[Stored dataset items]

-------

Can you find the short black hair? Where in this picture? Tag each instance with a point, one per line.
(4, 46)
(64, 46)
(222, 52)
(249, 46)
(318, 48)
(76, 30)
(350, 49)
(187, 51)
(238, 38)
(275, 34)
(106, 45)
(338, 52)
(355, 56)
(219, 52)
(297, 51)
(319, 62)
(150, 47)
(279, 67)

-------

## Work required
Copy out every line of the rows above with no changes.

## Completed exercise
Can you find the short black hair? Where in this picture? Tag each instance with a point, one per line.
(4, 46)
(64, 46)
(222, 52)
(249, 46)
(318, 48)
(76, 30)
(350, 49)
(187, 51)
(238, 38)
(275, 34)
(106, 45)
(338, 52)
(355, 56)
(219, 52)
(297, 51)
(319, 62)
(150, 47)
(279, 67)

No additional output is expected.